While the health and productivity of the aquaponics systems provide an on-going assessment of the success of the project, the service learning team stays in close contact to coordinate future activities and review implementation. An assigned graduate assistant from the Service Learning Academy (SLA) coordinates the logistics of the projects and collects critical tracking data.
The SLA maintains a project database of P-16 projects which includes information about the project partners (P-12 educators and their schools, UNO faculty, and community non-profits), project focus and activity (students, hours of service, visits to UNO campus, visits to community non-profits) and impact (service provided). In addition, graduate assistants assigned to each project support and monitor quality implementation of the project plan. They rate the eight service learning quality standards for the project implementation using the GSN Self-Assessment Guide for Service-Learning Projects developed by the National Youth Leadership Council. This assessment of project quality is used to focus the discussion with project partners to improve the next implementation of the project.
A pre-/post-project Service Learning Survey is administered to students in participating courses. Along with the standard course evaluation data, this survey data is available to improve project implementation and document the impact of service learning experiences on students.
By the Numbers
Students Participating in Curricular Projects: 253
Number of Student Hours Served: 1408
Number of Participating Faculty/Staff: 12
Number of Faculty/Staff Hours Served Participating in Curricular Projects: 267
Estimated Number of Individuals Served: 302
In an effort to increase inmate confidence with technology and to prepare them for reentry into society, UNO students serve the Douglas County Department of Corrections by teaching essential computer skills to inmates.
About the Program
Teaching computer basics to inmates provides the following financial and social benefits: providing incarcerated individuals with future earning power, creating future taxpayers and saving current taxpayers’ dollars by minimizing recidivism.
This service learning course takes University of Nebraska at Omaha (UNO) students into the Douglas County Department of Corrections (DCDC aka the Jail) to assist in teaching computer basics to inmates using Windows XP and Office 2010. Each UNO student is assigned to work with and tutor an inmate.
The learning objectives for the college students are to learn a customer service orientation and to experience service to a marginalized segment of the community. Each class (one for male inmates and one for female inmates) at the jail consists of approximately ten inmates who have had little or no training in using a computer. The learning objectives for the attending inmates are to learn essential computer skills as well as to increase their confidence with technology and people from outside of the jail. Knowledge of technology and social networks assist inmates in making a successful reentry into society.

[Stored items from a collection]

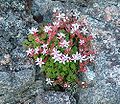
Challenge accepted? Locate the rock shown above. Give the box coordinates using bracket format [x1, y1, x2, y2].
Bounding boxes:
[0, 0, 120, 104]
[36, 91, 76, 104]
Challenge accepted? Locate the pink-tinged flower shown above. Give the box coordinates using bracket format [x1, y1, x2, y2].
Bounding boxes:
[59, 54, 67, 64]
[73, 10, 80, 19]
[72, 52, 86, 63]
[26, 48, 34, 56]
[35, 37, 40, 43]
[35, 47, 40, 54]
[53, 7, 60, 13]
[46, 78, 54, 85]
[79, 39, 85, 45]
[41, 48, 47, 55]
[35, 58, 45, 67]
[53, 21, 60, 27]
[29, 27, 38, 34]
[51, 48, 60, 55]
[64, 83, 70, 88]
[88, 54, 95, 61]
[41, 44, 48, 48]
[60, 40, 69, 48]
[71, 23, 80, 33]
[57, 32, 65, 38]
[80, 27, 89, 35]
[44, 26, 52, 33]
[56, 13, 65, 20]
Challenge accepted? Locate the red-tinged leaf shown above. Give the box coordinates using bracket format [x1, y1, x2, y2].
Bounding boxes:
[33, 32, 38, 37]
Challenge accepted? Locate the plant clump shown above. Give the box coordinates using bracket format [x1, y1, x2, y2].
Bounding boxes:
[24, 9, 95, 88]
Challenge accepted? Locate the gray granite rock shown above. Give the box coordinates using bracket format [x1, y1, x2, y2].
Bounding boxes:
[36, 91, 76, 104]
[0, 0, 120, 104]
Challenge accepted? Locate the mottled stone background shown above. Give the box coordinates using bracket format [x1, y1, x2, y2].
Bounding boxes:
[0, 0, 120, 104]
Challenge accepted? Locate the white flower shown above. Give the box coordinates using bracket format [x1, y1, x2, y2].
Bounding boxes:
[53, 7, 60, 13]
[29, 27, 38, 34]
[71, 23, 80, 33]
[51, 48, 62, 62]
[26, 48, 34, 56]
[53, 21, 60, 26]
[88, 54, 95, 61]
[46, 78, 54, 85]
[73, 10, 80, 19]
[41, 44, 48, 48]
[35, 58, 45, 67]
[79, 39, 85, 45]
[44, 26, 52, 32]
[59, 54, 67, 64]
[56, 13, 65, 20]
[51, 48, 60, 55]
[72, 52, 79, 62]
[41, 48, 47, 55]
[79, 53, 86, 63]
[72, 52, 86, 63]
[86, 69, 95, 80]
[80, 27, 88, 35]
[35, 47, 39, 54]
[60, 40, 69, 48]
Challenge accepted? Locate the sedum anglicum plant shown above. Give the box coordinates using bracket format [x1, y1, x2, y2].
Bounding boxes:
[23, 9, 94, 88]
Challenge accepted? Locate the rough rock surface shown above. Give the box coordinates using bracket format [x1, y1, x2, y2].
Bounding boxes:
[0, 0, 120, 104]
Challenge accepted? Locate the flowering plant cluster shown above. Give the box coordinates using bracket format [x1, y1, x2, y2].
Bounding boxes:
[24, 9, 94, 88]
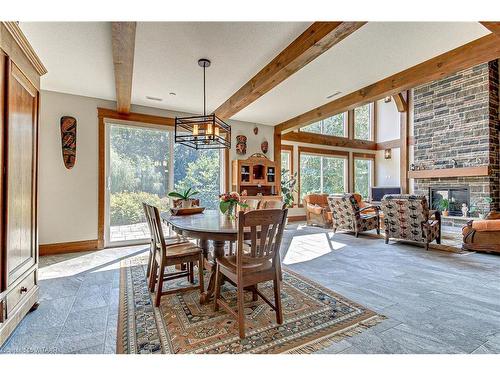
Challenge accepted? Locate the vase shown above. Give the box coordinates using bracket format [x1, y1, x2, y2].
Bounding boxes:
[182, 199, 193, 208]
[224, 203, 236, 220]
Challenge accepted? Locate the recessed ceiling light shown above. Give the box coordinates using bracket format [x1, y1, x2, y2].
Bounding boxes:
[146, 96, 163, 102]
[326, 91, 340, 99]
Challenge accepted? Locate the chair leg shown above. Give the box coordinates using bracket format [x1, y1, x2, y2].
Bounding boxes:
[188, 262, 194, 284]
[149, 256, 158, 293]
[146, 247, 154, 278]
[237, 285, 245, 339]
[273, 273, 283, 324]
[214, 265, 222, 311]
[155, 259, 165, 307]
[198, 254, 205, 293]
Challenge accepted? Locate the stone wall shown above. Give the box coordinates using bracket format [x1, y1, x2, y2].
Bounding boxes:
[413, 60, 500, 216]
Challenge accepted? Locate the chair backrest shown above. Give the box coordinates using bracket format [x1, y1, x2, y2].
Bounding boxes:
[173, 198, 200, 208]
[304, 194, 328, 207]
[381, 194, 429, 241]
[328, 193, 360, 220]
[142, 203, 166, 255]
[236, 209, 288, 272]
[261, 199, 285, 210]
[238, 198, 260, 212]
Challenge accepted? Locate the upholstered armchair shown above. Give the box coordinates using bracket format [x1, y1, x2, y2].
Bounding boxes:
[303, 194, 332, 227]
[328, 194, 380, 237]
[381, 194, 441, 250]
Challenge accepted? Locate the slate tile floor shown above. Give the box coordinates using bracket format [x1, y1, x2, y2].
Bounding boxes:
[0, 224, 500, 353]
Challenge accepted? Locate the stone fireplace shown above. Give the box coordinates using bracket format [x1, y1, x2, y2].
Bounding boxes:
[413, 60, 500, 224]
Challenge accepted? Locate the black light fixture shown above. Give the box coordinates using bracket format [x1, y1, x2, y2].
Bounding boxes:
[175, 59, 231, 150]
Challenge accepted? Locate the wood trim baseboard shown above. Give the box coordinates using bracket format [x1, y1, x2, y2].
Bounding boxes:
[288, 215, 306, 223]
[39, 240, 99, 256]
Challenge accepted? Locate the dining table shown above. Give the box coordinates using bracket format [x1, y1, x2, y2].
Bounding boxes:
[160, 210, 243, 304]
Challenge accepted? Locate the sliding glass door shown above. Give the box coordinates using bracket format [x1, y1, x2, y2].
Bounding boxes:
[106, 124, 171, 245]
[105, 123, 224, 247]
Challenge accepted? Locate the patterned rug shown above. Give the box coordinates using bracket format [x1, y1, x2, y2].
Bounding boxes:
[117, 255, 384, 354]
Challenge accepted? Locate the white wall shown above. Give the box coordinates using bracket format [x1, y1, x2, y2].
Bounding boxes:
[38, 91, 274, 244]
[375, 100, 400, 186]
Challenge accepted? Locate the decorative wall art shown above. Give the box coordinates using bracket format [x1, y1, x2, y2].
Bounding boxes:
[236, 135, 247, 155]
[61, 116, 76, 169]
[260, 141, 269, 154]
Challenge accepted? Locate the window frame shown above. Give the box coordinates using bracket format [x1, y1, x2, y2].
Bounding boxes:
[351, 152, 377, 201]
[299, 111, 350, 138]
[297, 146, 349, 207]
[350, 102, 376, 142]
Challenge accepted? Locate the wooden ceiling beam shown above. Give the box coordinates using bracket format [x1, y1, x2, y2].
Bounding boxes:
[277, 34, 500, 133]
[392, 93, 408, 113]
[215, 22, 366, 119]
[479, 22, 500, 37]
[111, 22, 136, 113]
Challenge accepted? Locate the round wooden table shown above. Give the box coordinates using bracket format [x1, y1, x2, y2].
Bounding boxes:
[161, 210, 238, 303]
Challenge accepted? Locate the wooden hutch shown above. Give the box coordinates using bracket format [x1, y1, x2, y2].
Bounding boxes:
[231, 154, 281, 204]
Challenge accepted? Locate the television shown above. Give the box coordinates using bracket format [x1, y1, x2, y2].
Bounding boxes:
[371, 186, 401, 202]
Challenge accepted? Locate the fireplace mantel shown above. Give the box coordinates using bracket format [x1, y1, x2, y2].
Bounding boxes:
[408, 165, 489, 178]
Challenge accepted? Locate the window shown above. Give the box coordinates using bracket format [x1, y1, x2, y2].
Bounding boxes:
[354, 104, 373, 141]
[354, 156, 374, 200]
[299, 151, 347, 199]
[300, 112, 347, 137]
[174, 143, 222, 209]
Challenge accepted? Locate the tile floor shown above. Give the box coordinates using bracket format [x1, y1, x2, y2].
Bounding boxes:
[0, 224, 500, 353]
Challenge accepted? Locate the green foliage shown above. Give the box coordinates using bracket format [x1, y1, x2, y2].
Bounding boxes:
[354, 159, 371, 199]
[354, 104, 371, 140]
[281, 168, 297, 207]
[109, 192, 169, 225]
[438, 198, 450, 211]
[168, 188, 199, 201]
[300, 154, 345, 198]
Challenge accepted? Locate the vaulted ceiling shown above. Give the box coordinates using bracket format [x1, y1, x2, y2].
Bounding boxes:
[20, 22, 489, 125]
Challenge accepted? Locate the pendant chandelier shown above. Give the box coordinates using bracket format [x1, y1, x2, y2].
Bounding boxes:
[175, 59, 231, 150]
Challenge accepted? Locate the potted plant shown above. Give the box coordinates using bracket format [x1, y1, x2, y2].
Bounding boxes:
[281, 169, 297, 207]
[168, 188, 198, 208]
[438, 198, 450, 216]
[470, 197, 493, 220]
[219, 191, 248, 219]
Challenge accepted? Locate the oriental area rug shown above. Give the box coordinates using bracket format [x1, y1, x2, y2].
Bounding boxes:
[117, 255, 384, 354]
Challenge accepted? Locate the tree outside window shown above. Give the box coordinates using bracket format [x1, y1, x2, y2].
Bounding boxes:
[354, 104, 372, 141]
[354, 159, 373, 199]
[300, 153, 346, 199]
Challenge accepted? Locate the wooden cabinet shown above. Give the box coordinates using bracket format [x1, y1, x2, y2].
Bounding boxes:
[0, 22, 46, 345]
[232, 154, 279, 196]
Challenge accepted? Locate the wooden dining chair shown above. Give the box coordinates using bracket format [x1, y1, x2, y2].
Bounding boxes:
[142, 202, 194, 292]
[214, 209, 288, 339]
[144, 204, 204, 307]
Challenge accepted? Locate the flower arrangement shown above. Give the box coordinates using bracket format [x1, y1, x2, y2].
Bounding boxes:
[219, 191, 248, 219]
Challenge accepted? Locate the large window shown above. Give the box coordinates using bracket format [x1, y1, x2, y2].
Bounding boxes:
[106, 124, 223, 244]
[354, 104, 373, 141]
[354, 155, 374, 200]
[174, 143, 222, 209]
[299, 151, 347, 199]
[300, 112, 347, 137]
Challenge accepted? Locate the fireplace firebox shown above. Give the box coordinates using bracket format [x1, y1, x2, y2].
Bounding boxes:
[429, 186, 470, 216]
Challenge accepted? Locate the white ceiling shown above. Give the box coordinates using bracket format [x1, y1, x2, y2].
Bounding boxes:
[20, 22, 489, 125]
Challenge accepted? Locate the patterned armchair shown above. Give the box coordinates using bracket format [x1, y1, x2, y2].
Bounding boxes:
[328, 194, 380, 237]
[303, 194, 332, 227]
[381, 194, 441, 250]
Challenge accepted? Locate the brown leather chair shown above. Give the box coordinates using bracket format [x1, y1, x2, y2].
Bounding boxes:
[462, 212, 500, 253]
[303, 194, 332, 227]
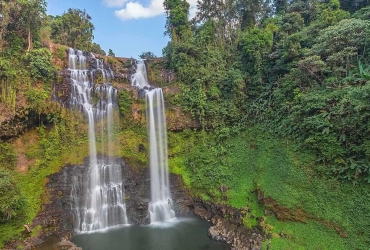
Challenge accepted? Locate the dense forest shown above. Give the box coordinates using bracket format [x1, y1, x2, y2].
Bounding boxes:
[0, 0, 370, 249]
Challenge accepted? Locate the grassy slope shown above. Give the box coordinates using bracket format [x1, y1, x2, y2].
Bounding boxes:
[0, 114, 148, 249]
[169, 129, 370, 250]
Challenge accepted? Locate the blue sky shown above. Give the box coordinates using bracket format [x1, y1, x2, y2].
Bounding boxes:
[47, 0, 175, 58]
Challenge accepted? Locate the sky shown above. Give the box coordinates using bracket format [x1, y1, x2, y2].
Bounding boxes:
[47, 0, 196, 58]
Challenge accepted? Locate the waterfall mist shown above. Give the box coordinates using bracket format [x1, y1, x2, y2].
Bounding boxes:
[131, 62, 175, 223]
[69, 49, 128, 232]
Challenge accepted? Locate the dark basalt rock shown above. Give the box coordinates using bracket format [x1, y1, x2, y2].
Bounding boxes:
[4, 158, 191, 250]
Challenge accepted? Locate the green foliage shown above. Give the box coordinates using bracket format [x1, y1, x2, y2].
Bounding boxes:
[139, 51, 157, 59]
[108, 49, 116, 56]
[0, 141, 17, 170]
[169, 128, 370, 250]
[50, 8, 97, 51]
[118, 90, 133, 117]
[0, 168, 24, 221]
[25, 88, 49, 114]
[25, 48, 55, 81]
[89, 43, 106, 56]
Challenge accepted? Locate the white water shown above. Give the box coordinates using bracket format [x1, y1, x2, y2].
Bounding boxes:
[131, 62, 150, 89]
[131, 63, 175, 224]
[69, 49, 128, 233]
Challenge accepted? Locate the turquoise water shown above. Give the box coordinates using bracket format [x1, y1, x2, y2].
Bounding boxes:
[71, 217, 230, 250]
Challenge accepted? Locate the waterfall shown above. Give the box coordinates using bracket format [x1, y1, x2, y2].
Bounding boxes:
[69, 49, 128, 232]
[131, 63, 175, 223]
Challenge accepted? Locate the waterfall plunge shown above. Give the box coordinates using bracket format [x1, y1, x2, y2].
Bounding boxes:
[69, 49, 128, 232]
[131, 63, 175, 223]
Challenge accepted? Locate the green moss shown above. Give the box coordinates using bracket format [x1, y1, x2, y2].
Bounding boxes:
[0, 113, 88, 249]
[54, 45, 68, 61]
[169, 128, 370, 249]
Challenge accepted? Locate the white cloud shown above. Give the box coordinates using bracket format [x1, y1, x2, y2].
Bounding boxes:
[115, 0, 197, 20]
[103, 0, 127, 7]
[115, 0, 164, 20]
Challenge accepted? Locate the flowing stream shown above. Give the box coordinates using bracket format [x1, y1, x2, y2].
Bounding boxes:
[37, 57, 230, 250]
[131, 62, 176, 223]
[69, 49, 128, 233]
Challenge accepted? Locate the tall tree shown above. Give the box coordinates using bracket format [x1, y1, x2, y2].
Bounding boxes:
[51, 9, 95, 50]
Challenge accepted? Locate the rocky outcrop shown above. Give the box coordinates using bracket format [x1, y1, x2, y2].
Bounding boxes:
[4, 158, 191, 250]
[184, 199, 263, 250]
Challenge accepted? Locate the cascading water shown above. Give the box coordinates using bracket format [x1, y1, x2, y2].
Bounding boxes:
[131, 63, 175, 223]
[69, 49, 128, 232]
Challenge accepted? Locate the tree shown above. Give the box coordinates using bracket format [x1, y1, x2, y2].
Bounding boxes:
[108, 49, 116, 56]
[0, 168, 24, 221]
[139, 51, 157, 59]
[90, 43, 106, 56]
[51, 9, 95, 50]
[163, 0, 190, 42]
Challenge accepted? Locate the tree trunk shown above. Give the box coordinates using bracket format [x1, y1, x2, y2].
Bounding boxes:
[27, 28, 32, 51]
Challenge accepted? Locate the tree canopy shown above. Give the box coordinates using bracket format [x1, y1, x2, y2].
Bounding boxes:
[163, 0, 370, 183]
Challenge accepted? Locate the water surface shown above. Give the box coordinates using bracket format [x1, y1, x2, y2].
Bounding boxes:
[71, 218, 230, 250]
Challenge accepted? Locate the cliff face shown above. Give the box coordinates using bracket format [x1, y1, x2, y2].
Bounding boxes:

**Requirements:**
A) Decide whether each statement agrees with the service learning text, answering yes or no and quoting the deciding words: (i) Each class at the jail has roughly ten inmates. (ii) The UNO students teach computer basics using Windows 10. (iii) Graduate assistants rate eight service learning quality standards for the project implementation.
B) According to the service learning text, how many student hours were served?
C) Retype the stretch of the service learning text from "By the Numbers" through "skills to inmates.".
The entries aren't needed for any of the tasks.

**Task solutions:**
A)
(i) Yes: "Each class (one for male inmates and one for female inmates) at the jail consists of approximately ten inmates"
(ii) No: "to assist in teaching computer basics to inmates using Windows XP and Office 2010"
(iii) Yes: "They rate the eight service learning quality standards for the project implementation"

B) 1408

C)
By the Numbers
Students Participating in Curricular Projects: 253
Number of Student Hours Served: 1408
Number of Participating Faculty/Staff: 12
Number of Faculty/Staff Hours Served Participating in Curricular Projects: 267
Estimated Number of Individuals Served: 302
In an effort to increase inmate confidence with technology and to prepare them for reentry into society, UNO students serve the Douglas County Department of Corrections by teaching essential computer skills to inmates.